**Problem statement**
Could you copy the items below word for word, everything from the line containing "Dear assistant, the user would like the shoelace" down to the line containing "[161,393,176,411]", including both of those lines?
#### Provided data
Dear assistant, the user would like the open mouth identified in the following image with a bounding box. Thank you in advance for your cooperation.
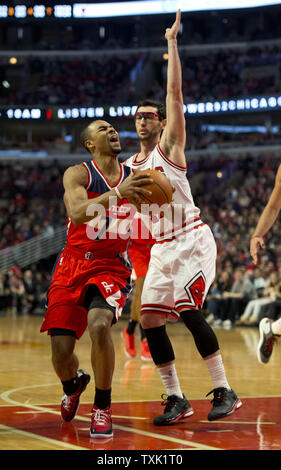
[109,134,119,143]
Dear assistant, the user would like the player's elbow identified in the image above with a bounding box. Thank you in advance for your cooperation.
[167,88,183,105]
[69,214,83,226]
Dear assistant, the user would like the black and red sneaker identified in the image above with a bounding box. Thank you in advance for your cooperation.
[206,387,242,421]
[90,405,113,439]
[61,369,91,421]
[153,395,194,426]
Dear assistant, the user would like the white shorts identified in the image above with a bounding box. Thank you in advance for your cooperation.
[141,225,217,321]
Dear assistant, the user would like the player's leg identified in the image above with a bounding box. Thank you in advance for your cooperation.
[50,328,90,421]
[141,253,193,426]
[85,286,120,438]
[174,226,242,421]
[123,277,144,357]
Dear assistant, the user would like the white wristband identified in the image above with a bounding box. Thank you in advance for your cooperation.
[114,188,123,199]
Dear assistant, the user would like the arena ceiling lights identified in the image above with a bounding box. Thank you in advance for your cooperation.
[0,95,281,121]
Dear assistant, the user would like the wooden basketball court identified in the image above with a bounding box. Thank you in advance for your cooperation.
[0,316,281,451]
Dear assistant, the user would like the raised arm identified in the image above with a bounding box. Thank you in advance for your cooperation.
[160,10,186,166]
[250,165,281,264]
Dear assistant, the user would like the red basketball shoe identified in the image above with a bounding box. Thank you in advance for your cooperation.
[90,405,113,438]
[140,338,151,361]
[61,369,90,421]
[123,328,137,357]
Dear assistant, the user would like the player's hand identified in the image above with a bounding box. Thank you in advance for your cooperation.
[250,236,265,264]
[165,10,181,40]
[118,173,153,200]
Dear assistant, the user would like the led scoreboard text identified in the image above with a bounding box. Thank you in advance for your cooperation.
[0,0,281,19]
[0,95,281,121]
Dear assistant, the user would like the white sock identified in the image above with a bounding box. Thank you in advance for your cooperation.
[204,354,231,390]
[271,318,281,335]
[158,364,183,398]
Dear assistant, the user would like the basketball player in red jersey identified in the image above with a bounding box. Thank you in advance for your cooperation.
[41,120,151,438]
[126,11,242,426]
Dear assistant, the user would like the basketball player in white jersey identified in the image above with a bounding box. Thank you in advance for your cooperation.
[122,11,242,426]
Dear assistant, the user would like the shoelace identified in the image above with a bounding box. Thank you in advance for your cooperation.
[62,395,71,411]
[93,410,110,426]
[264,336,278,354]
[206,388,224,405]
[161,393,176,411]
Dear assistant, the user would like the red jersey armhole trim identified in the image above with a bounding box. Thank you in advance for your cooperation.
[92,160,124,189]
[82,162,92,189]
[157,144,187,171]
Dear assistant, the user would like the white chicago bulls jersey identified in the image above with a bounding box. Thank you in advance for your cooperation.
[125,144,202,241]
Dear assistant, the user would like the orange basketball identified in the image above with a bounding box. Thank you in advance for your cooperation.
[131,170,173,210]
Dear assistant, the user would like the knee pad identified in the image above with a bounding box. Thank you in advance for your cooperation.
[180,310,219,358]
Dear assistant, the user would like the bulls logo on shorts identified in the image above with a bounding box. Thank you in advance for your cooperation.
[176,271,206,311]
########
#### Provided data
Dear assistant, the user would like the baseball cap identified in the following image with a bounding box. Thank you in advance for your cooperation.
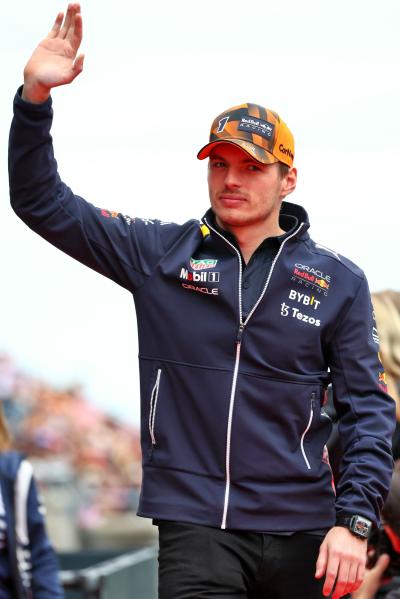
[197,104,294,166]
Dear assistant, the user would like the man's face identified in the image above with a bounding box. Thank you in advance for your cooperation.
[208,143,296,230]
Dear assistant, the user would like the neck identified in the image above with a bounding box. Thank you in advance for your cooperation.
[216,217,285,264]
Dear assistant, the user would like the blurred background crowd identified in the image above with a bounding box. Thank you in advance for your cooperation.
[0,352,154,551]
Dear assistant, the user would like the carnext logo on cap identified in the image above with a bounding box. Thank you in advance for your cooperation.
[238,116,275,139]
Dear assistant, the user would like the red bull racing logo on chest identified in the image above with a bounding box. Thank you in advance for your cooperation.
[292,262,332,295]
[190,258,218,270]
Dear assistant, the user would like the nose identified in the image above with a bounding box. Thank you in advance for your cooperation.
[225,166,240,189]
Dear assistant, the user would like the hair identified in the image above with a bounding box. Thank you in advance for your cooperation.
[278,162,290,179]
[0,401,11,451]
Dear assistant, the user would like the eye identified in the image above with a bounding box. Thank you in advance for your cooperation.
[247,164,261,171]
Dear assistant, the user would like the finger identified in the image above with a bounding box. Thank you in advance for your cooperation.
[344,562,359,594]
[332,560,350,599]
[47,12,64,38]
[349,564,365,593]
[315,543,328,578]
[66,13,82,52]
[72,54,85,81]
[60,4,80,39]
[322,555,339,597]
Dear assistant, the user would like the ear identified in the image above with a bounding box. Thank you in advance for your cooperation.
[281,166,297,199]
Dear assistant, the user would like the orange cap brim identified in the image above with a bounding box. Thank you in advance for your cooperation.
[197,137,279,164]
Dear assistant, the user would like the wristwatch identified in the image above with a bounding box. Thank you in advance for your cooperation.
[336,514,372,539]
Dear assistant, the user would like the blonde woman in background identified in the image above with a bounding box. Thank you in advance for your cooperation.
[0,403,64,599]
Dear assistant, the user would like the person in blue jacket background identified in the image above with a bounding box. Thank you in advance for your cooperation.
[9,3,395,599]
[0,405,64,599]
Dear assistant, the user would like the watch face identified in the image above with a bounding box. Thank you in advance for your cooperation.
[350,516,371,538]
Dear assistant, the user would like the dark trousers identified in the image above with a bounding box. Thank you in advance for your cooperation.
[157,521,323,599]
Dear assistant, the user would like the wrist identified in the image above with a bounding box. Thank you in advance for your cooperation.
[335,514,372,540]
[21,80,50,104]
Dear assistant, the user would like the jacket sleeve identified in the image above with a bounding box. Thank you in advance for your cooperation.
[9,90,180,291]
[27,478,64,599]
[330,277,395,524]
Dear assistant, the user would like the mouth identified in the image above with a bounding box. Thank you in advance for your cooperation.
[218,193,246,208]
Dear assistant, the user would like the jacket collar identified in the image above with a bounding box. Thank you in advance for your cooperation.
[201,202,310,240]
########
#### Provided data
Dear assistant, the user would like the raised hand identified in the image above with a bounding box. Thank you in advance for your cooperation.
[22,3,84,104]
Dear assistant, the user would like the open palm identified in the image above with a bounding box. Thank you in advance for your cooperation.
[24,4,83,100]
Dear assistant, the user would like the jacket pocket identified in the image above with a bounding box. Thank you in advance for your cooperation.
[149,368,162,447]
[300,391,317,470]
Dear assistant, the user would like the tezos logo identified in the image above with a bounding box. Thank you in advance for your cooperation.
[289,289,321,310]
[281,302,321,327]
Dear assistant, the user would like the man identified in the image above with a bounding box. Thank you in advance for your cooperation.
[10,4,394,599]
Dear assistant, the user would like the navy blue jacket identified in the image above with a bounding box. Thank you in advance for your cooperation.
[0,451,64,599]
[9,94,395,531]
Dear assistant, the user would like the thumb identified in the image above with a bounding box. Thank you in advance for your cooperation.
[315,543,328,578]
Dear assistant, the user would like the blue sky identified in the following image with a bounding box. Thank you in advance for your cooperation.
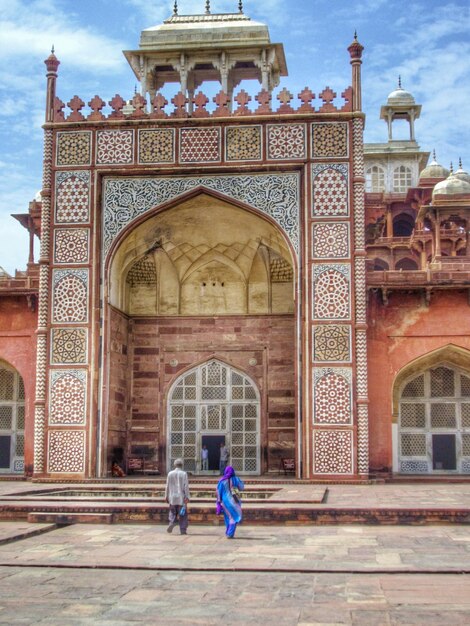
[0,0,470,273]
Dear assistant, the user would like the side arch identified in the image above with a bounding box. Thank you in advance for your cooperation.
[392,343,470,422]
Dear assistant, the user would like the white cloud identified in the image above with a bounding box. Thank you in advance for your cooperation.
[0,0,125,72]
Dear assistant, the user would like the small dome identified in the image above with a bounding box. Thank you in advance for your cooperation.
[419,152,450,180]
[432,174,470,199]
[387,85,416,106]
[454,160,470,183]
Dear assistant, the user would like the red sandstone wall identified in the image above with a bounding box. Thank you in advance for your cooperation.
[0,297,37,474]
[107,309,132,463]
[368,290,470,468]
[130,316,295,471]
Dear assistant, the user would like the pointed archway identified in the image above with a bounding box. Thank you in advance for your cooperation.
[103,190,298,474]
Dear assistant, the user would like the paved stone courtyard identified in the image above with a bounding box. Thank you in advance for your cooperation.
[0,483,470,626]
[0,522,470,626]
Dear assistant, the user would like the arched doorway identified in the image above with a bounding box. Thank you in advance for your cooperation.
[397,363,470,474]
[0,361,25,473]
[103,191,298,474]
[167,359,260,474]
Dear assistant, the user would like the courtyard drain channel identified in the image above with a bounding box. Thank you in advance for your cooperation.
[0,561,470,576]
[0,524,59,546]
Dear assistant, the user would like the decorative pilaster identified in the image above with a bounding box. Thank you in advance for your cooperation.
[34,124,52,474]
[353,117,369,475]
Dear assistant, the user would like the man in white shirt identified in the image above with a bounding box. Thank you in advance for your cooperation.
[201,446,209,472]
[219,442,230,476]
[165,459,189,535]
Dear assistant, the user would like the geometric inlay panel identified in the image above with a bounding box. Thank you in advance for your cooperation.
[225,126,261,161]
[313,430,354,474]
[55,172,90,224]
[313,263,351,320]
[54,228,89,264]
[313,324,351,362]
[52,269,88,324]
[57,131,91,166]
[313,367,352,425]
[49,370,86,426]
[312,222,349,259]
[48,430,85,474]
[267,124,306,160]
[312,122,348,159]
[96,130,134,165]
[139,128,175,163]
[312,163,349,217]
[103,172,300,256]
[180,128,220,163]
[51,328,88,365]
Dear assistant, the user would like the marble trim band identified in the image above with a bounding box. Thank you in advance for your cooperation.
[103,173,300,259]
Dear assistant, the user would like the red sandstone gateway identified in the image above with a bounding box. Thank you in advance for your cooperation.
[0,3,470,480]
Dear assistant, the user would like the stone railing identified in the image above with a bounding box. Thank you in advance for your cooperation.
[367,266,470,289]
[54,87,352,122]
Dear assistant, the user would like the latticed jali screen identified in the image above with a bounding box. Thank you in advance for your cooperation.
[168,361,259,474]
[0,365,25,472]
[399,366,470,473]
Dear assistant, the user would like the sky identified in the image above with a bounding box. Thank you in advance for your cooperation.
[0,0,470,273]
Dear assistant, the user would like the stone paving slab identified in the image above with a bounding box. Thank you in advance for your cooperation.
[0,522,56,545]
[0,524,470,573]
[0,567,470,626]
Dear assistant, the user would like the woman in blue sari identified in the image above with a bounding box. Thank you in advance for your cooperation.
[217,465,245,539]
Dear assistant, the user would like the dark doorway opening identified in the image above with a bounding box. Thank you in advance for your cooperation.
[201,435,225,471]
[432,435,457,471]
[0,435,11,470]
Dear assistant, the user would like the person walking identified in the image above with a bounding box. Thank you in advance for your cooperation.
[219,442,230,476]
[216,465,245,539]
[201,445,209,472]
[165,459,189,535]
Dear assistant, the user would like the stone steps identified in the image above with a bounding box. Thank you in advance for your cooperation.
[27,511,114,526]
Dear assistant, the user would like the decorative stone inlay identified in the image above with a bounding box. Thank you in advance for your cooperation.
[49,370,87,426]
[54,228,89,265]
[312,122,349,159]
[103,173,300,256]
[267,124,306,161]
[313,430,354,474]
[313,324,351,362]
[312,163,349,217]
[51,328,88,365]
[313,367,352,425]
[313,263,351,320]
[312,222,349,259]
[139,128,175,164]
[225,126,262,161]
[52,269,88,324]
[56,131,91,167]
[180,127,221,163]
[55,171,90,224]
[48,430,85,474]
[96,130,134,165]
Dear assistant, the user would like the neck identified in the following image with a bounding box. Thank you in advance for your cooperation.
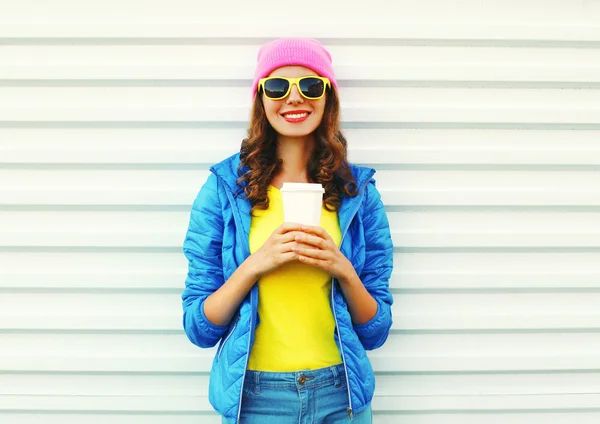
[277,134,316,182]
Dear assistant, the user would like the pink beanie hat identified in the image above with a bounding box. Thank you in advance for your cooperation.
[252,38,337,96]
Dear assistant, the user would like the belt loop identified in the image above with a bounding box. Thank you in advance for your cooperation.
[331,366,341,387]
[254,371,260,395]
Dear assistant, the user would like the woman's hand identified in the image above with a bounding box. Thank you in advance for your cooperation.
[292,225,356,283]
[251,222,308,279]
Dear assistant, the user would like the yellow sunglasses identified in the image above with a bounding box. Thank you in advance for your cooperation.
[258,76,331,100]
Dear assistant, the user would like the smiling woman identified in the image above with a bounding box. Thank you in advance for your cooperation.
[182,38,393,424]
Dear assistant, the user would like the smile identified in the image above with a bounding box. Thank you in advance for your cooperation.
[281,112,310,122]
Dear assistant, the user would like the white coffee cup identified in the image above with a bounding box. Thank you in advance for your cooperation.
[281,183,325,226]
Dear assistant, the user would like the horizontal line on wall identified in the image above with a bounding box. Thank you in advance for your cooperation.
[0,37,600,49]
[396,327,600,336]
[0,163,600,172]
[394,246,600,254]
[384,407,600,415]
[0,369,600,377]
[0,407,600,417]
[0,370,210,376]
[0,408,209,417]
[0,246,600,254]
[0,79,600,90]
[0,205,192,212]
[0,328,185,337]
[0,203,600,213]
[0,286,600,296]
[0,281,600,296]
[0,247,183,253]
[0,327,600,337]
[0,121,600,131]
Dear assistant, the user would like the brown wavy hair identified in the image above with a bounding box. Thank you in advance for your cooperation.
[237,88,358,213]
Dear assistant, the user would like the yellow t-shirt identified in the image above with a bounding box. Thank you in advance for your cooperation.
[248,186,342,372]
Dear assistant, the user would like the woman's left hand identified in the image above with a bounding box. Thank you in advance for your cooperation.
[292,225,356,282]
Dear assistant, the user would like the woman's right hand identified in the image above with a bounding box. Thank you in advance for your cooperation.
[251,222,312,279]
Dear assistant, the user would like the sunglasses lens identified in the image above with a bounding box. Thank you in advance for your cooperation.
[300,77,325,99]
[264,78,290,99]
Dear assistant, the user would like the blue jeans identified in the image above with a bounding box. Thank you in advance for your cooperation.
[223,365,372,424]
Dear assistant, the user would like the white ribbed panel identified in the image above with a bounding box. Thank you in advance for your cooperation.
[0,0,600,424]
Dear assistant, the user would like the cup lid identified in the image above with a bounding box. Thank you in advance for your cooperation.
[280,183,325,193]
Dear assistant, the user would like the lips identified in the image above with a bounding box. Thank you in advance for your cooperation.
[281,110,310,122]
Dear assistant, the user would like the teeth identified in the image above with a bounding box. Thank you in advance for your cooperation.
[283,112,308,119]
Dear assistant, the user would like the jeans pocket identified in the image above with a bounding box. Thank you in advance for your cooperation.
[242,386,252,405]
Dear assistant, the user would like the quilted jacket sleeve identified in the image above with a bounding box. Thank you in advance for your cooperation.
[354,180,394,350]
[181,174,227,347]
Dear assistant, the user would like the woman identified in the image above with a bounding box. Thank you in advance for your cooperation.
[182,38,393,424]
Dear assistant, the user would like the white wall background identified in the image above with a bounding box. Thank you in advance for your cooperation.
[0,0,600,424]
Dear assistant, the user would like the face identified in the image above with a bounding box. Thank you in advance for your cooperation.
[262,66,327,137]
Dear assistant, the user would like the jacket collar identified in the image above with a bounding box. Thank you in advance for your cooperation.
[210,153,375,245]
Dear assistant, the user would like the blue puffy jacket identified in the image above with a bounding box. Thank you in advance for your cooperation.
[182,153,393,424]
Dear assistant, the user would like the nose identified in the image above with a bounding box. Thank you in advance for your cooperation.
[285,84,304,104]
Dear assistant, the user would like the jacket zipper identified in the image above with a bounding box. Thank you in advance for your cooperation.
########
**Correct result**
Dear assistant, the user would like the shoelace identified in the image above with a bounding box. Thank you in advance for your cooperation.
[62,395,71,411]
[93,410,110,426]
[264,336,278,354]
[206,388,224,405]
[161,393,176,411]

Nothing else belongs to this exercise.